┌─ Provided records

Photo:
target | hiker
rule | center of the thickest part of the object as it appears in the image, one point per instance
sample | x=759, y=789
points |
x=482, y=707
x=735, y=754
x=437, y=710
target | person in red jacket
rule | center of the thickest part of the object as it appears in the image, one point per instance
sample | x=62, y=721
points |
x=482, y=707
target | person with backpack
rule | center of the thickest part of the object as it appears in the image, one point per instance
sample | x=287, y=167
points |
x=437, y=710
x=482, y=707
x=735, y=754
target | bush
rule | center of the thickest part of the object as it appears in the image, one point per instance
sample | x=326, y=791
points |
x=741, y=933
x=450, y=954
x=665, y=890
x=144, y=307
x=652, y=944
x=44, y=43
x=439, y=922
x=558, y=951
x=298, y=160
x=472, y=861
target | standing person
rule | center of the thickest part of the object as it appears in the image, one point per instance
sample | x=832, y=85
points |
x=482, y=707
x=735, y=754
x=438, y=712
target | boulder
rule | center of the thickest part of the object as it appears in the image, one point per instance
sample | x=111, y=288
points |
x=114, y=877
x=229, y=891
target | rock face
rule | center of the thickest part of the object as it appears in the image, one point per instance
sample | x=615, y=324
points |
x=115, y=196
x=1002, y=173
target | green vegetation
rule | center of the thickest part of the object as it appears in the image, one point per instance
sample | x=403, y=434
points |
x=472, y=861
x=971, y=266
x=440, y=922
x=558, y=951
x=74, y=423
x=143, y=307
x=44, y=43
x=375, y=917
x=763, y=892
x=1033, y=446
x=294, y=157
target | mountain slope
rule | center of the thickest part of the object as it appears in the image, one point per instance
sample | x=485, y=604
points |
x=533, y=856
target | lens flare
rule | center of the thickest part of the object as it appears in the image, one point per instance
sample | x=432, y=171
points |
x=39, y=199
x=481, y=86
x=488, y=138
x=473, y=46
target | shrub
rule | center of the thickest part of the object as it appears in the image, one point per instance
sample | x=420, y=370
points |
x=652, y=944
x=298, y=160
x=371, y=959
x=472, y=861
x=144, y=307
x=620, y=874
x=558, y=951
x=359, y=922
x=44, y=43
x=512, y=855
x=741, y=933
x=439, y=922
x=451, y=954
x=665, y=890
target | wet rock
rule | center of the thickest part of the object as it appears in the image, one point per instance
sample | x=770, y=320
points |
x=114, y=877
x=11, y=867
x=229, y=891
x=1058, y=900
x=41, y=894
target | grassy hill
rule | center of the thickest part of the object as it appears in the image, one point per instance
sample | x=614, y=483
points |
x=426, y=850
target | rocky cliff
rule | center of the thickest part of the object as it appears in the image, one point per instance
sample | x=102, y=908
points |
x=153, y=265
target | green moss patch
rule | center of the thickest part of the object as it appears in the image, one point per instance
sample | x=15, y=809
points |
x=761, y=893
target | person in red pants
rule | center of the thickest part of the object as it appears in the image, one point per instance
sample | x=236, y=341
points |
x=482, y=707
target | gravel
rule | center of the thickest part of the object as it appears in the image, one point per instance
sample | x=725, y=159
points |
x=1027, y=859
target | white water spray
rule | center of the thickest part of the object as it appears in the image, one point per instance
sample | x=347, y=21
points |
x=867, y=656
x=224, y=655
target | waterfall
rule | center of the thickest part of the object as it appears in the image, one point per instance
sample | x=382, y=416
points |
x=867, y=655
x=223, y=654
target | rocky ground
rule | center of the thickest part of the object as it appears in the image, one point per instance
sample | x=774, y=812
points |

└─

* Goal *
Reproduce the entire listing above line for line, with no changes.

* Exercise answer *
Photo:
target | hiker
rule | center of the thickest part of the object as it appears in the image, one point per instance
sample | x=759, y=789
points |
x=482, y=707
x=735, y=754
x=437, y=710
target | person in red jacket
rule | center of the thickest part of the object as it appears in the image, one point per instance
sample | x=62, y=721
points |
x=482, y=707
target | person with backpack
rule | center of the thickest part of the object as it appears in the image, one point per instance
sample | x=287, y=167
points |
x=437, y=710
x=482, y=707
x=735, y=754
target | bush
rule | center of the thickest part of the object as it appears in the image, one point per instance
sample | x=326, y=791
points |
x=741, y=933
x=450, y=954
x=665, y=890
x=144, y=307
x=652, y=944
x=44, y=43
x=439, y=922
x=558, y=951
x=298, y=160
x=472, y=861
target | standing person
rule | center of the thickest part of the object as it appears in the image, one point per instance
sample | x=832, y=85
points |
x=482, y=707
x=735, y=754
x=438, y=712
target | boulder
rule | center of the thickest part of the object as it appears in the image, one point per instance
sample | x=111, y=288
points |
x=114, y=877
x=229, y=891
target | rock face
rule | center of the thickest part of the object as it appears in the image, one point per instance
sample | x=615, y=324
points |
x=115, y=196
x=1002, y=173
target | green vegetation
rule | center of the thickest part of the object as it appears in the image, one point per instance
sample | x=403, y=434
points |
x=472, y=861
x=971, y=266
x=440, y=922
x=558, y=951
x=74, y=423
x=143, y=307
x=44, y=43
x=375, y=917
x=763, y=892
x=1033, y=446
x=294, y=157
target | mountain slope
rule | center of the thickest part of the object as it appears in the image, one point per instance
sample | x=485, y=604
points |
x=533, y=856
target | lens flare
rule | center of the thickest part of the object as it appears in the image, one point per instance
sample | x=432, y=171
points |
x=39, y=199
x=481, y=86
x=488, y=138
x=473, y=46
target | shrub
rule | center of the thickest part of the object as it appears in the image, one point per instance
sample | x=420, y=370
points |
x=652, y=944
x=298, y=160
x=371, y=959
x=472, y=861
x=144, y=307
x=620, y=874
x=558, y=951
x=359, y=922
x=44, y=43
x=512, y=855
x=741, y=933
x=439, y=922
x=451, y=954
x=665, y=890
target | wet rock
rule | center of the thickest part of the object as it appears in the image, one point per instance
sample | x=770, y=320
points |
x=114, y=877
x=11, y=867
x=229, y=891
x=1058, y=900
x=41, y=894
target | grassy hill
rule | center of the thickest part of the object as it appears in the image, one point per instance
sample | x=614, y=483
points |
x=426, y=850
target | rocky cliff
rule | center of the thickest part of the object as it appears in the image, one point per instance
sample | x=102, y=908
points |
x=153, y=265
target | green moss patch
rule | center of the thickest part of the object as it appears in the image, one point per instance
sample | x=15, y=809
points |
x=761, y=893
target | person in red pants
rule | center of the thickest part of the object as it appears in the image, one point per instance
sample | x=236, y=341
points |
x=482, y=707
target | gravel
rule | center of the thickest part of the object as it appears in the image, one point per instance
sample | x=725, y=159
points |
x=1027, y=859
target | white water spray
rule | center of the thickest part of the object as it appears in the image, one point per instance
sample | x=347, y=21
points |
x=867, y=656
x=224, y=655
target | waterfall
rule | center of the thickest part of the object as it appears in the image, one point per instance
sample | x=382, y=416
points |
x=867, y=655
x=223, y=654
target | rocky ground
rule | center of the thickest part of the object as it appears in the image, one point per instance
sample | x=774, y=812
points |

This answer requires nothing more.